▶ **Required work**:
Your task is to print each entry exactly as written.

[Dataset records]
-*-
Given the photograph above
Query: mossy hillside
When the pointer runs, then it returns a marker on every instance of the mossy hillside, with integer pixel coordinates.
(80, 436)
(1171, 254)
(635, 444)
-*-
▶ **Response below**:
Given the photograph above
Query: mossy hillside
When the pointer runs, then it returns a marker on every instance of the mossy hillside, with integer pixel coordinates.
(80, 436)
(1171, 254)
(635, 444)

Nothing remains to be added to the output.